## [EXCERPT]
◆ ◆ ◆
Second, the social gospel prophets no longer considered African colonization a means of alleviating racial problems in the United States. They rejected massive migration to Africa as a cruel hoax upon black Americans in the 1890s. The social gospel prophets did see an important missionary role for a select few in the redemption of Africa, but social Christianity’s negative portrait of the “dark continent” was a taproot of both America’s racism and its cultural imperialism.
Third, American social Christianity was divided over whether the franchise was a natural right, whether education or the franchise ought to have priority, and whether federal or state action was better suited to purify Southern politics. But the postemancipation tradition of civil equity among black and white leaders in racial reform collapsed in the mid-1890s as Southern states seized the initiative to disfranchise black citizens.
◆ ◆ ◆
## [INFORMATION PROVIDED]

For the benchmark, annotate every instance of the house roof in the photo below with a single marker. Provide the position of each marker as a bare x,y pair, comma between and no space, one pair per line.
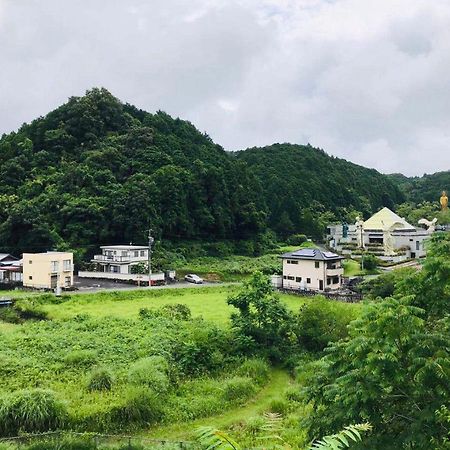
◆ ◆ ◆
## [AIM OF THE TASK]
Can you reproduce the passage on the social gospel and race word for word, from "Third, American social" to "disfranchise black citizens."?

## [THE RESPONSE]
Third, American social Christianity was divided over whether the franchise was a natural right, whether education or the franchise ought to have priority, and whether federal or state action was better suited to purify Southern politics. But the postemancipation tradition of civil equity among black and white leaders in racial reform collapsed in the mid-1890s as Southern states seized the initiative to disfranchise black citizens.